- QUOTED PASSAGE -
Time quantum selection

We have noted that most multiprogramming operating systems use some form of timer interruption to keep a single process from hogging the CPU. A key design question is the length of the time quantum to be used.
- If the time quantum is of magnitude comparable to the time needed for context switching, then the overhead of context switching will require an unduly high share of the processor cycles.
- If the time quantum is too long, then response time on a time shared system will begin to degenerate, and IO device usage will drop on any kind of system as IO bound processes are unable to get the CPU to start a new IO operation when the current one completes because a compute bound job has it.
One textbook author suggests that one picture an operating system as having a dial on the front labeled "q" (for quantum). Suppose the dial on a timeshared system is initially set at 0.
- No one would get any work done - as soon as a process gets the CPU, it has to yield it.

- PROBLEMS -
1: Reproduce the time quantum passage between "- If the time quantum is of" and "the processor cycles.", inclusive, with "context switching" replaced by "process switching".
2: Extend the time quantum passage from its final sentence, carrying the quantum dial discussion forward.

- SOURCE EXCERPT -
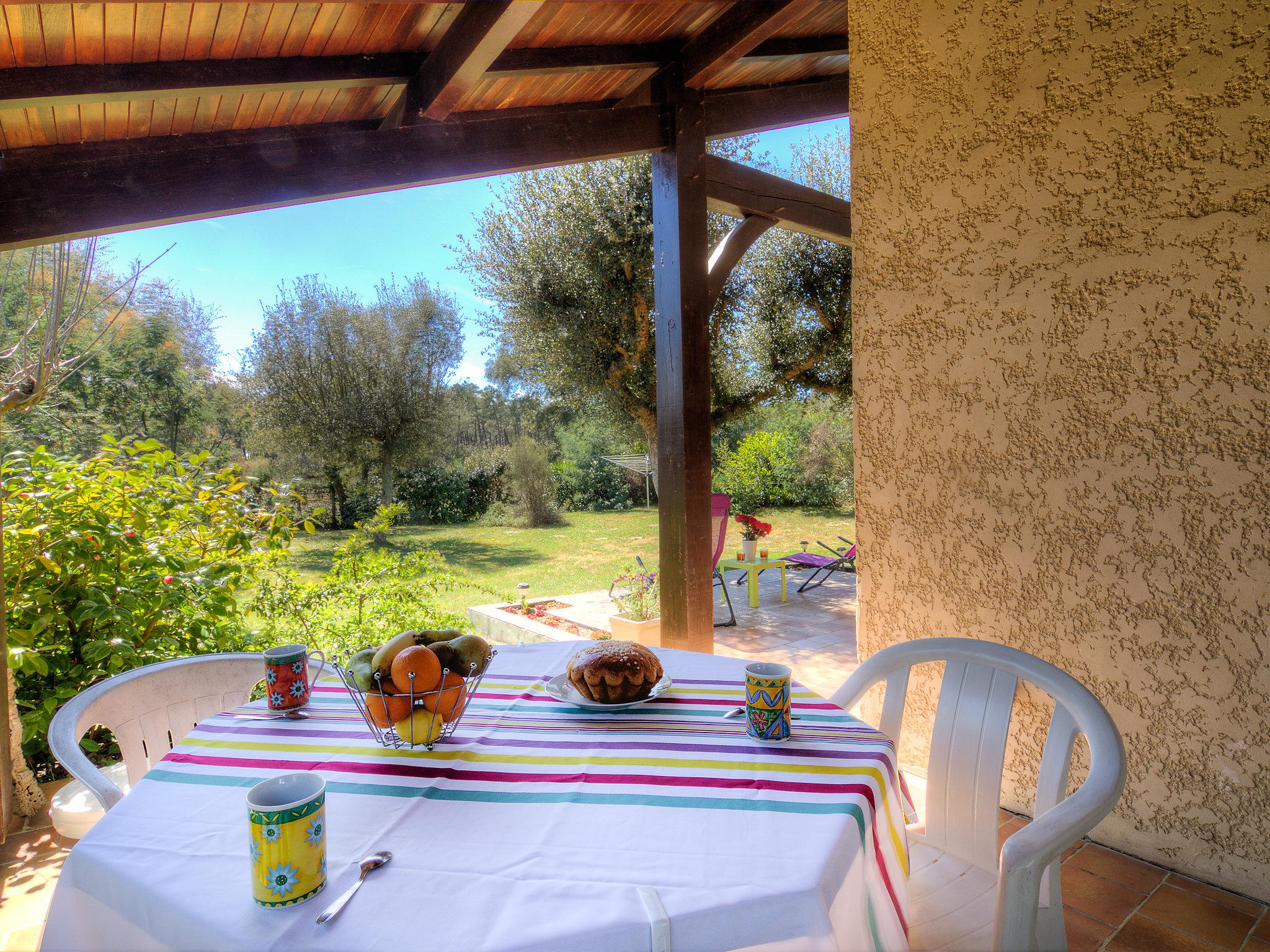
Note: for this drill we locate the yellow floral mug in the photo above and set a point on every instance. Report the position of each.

- ANSWERS TO THE TASKS -
1:
- If the time quantum is of magnitude comparable to the time needed for process switching, then the overhead of process switching will require an unduly high share of the processor cycles.

2:
- As the dial is slowly turned up, system response would begin to improve. At low settings, context changing overhead might still occupy a high percentage of the overall CPU time, so user processes would be slowed down. But this overhead would decrease as the quantum is increased.
- As "q" is increased, more and more of the processes on the system would be able to complete a CPU burst without being interrupted by the timer.
- However, at some point the response time would begin to deteriorate again. This would be due to an occassional compute-bound process taking a large slice of time while all the other processes wait.
- Assuming there is a heavily compute bound process on the system, further increases in "q" beyond the optimal point would continue to degrade response time.
- Note, however, that if we measure throughput in terms of CPU usage, it is possible that throughput might continue to increase even after response time has begun to decrease, since less and less of the CPU time goes to overhead. However, eventually a point would be reached where even throughput would decay; when a compute bound process does yield, other IO bound processes might not be able to take up the slack before themselves having to yield the CPU for IO. This might lead to the CPU sitting idle while all processes wait on IO.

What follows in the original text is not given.